TASK REQUIREMENTS: Report every line of the records that contains the word "aircraft", matching its case exactly.

────

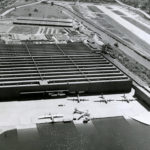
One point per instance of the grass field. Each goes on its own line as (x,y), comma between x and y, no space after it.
(39,10)
(24,29)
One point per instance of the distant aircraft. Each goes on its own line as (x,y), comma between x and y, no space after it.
(51,117)
(103,100)
(76,111)
(82,114)
(78,99)
(125,99)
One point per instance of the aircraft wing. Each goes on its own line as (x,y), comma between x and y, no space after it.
(84,100)
(45,118)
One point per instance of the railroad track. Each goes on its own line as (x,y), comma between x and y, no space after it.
(112,36)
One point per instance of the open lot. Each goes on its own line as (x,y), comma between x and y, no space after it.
(38,10)
(24,29)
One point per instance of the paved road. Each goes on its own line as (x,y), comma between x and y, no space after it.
(108,39)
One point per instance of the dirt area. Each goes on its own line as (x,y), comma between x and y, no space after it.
(39,10)
(24,29)
(132,65)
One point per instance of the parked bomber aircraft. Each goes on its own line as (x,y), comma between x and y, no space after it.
(51,117)
(125,99)
(78,99)
(103,100)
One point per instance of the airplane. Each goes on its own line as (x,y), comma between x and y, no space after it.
(85,115)
(78,99)
(76,111)
(82,114)
(51,117)
(104,101)
(125,99)
(102,96)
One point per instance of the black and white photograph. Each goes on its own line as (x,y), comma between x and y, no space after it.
(74,74)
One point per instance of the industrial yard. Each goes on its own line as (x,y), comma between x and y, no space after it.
(74,75)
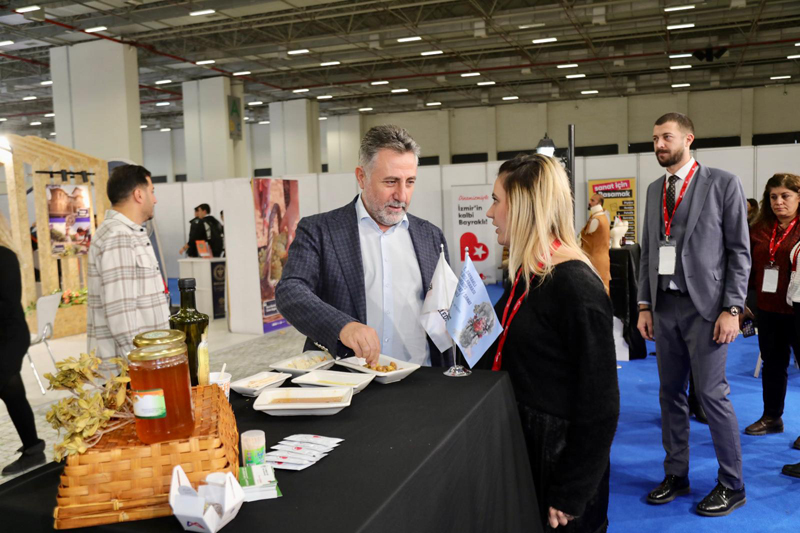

────

FULL RESPONSE:
One point per instance of the distant aircraft. Each goes on its own line as (x,y), comma between x and y, no space after it.
One point per instance of the aircraft wing. Each goes on its own line as (x,y), comma between x and y, no space after it.
One point per instance of the parked bomber aircraft. Each goes on its own line as (x,y), comma between x and y, no space after it.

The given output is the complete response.